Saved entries
.....
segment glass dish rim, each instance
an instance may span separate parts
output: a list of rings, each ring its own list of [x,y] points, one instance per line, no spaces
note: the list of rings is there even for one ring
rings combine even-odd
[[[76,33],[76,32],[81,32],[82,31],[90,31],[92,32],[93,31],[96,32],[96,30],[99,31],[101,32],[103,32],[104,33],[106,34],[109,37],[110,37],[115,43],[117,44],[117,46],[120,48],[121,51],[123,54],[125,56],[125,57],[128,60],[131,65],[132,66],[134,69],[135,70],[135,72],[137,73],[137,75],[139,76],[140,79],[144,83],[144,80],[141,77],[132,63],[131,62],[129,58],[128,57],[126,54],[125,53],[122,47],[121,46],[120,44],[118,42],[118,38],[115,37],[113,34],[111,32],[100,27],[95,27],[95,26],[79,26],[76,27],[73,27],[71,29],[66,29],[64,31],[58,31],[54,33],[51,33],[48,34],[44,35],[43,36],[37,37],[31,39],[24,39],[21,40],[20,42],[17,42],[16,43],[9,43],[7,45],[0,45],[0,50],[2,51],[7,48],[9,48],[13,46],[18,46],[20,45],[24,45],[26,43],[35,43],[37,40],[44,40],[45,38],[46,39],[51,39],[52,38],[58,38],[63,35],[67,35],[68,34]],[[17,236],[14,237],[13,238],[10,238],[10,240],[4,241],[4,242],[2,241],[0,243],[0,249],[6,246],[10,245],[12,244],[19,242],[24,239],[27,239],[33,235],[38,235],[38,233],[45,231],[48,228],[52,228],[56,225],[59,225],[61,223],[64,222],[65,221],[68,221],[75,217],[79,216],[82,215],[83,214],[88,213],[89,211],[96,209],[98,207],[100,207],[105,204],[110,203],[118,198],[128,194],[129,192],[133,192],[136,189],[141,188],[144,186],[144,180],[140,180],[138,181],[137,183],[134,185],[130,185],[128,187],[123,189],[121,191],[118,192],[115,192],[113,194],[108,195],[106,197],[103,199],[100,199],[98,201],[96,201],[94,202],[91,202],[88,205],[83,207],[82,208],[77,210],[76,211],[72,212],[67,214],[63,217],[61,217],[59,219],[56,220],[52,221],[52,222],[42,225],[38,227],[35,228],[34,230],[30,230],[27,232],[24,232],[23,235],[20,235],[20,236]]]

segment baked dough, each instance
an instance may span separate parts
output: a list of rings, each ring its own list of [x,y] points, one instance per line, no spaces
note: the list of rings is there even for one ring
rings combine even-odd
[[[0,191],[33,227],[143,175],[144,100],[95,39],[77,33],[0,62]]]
.....
Rewrite all the items, swapping each "even-odd" for "nonzero" and leaving everything else as it is.

segment glass dish rim, each instance
an instance may span separate parts
output: a list of rings, each ring its own list of [x,y] points, one instance per line, no spaces
note: the list of rings is there even for one ring
rings combine nonzero
[[[76,33],[76,32],[81,32],[82,31],[90,31],[92,32],[93,31],[96,32],[96,30],[99,31],[101,32],[103,32],[104,33],[106,34],[109,37],[110,37],[115,43],[117,44],[117,46],[120,48],[121,51],[123,54],[125,56],[125,57],[128,60],[131,65],[132,66],[134,69],[135,70],[135,72],[137,73],[137,75],[139,76],[140,79],[144,83],[144,80],[141,77],[132,63],[131,62],[129,58],[128,57],[126,54],[125,53],[122,47],[121,46],[120,44],[118,42],[118,38],[115,37],[113,34],[111,32],[100,27],[95,27],[95,26],[79,26],[76,27],[73,27],[71,29],[66,29],[64,31],[58,31],[54,33],[51,33],[48,34],[44,35],[43,36],[37,37],[31,39],[24,39],[21,40],[20,42],[17,42],[16,43],[9,43],[7,45],[0,45],[0,50],[2,51],[7,48],[9,48],[13,46],[18,46],[20,45],[24,45],[26,43],[35,43],[37,40],[44,40],[45,38],[46,39],[51,39],[52,38],[58,38],[63,35],[67,35],[68,34]],[[17,236],[14,237],[13,238],[10,238],[10,240],[4,241],[4,242],[2,241],[0,243],[0,249],[6,246],[10,245],[12,244],[19,242],[24,239],[27,239],[33,235],[38,235],[38,233],[45,231],[48,228],[52,228],[56,225],[59,225],[61,223],[64,222],[65,221],[68,221],[75,217],[79,216],[82,215],[83,214],[88,213],[89,211],[96,209],[98,207],[100,207],[105,204],[110,203],[118,198],[128,194],[129,192],[133,192],[136,189],[141,188],[144,186],[144,180],[140,180],[138,181],[137,183],[134,185],[130,185],[128,187],[123,189],[121,191],[118,192],[115,192],[113,194],[108,195],[106,197],[103,199],[100,199],[98,201],[96,201],[94,202],[91,202],[88,205],[83,207],[82,208],[77,210],[76,211],[72,212],[67,214],[63,217],[61,217],[59,219],[56,220],[52,221],[52,222],[42,225],[38,227],[35,228],[34,230],[30,230],[27,232],[24,232],[23,235],[20,235],[20,236]]]

segment baked dough, each instance
an instance may span separate parts
output: a list of rings, each ring its own list of [x,y] points, one instance per line, no spaces
note: the list of rings is there even for one ring
rings combine nonzero
[[[0,191],[33,227],[143,175],[144,100],[95,39],[77,33],[0,62]]]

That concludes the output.